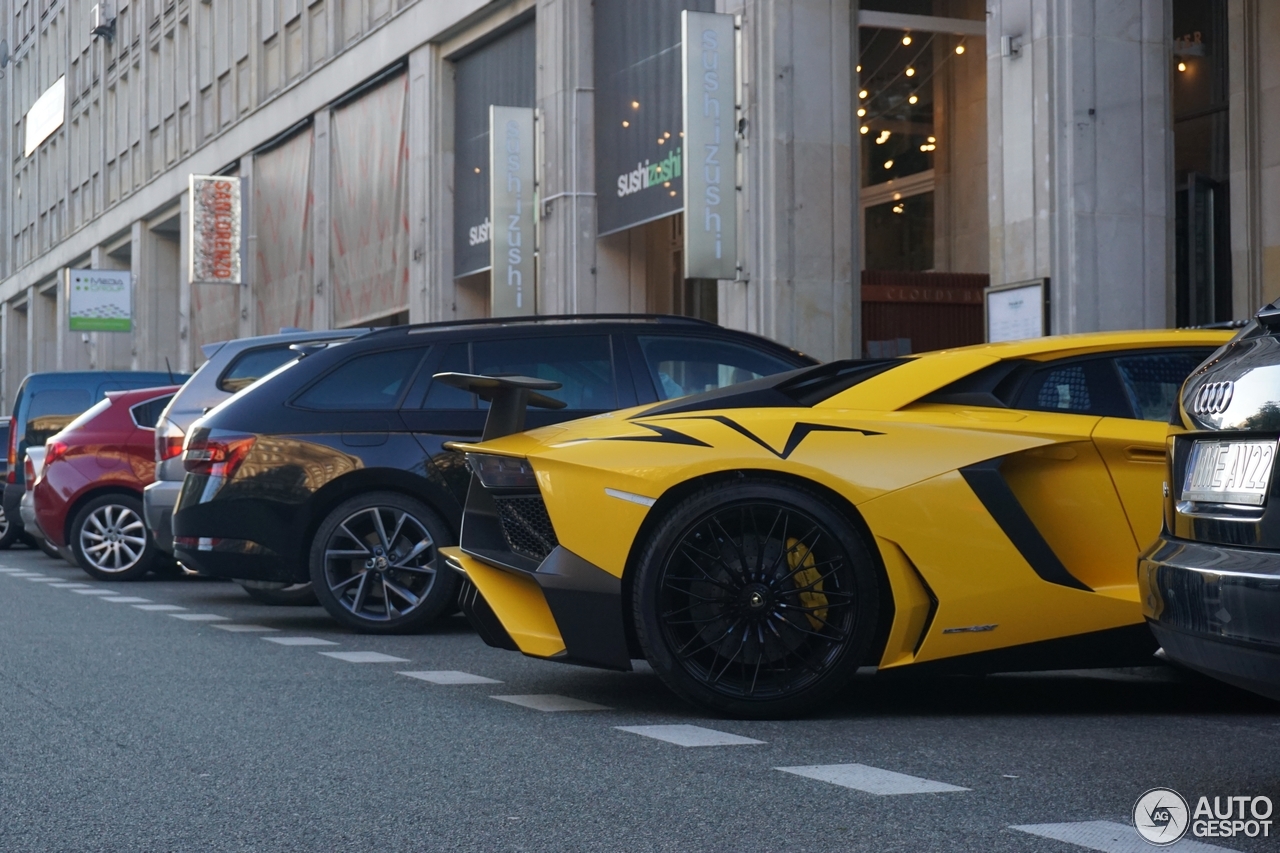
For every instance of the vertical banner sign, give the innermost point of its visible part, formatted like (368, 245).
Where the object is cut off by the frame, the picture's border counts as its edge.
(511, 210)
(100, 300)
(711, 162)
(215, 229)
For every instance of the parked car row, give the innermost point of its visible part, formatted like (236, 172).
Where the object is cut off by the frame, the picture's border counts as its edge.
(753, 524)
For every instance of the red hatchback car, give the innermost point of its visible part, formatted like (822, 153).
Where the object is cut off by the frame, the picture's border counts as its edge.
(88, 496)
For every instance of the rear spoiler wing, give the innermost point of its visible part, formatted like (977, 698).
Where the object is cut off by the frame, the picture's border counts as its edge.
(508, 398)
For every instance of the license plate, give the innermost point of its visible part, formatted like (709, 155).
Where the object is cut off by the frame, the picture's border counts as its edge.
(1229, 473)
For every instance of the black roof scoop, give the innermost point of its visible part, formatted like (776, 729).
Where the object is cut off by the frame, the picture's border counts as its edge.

→ **Exercise brief**:
Could the entries above be returned verbatim, with no pictures included?

→ **Result for this task**:
For every instance of the vertical banner sign, give the innermost point of its visible part, formatted like (368, 245).
Where the object is cut off by the frame, the picture's border counts as its edge.
(511, 210)
(100, 300)
(711, 162)
(215, 229)
For every instance of the parked car row, give the innermost point of its visible part, formatted like (236, 172).
Where the object is cut off by the frame, the picture's border counts as its edge.
(753, 524)
For every instance of the red hatchback car, give the innermost point of its visible part, formatted like (822, 153).
Where the object is cut off by the frame, the picture's border counts as its edge.
(88, 496)
For every instance of the rear spoiler wing, give the innermost point of its visible part, formatted like (977, 698).
Where the object is cut off by the frame, the picture's border counts as its edge.
(508, 398)
For every instance of the license plate, give the innermost point of its visible part, formatted like (709, 155).
Where the object is cut off by the frame, the picture's border counts as its edge.
(1229, 473)
For every instance of the black roof scoop, give the innermost point of its visible part, formatted like (776, 729).
Where the object is cut off by the frame, the picture's border counts as its edge.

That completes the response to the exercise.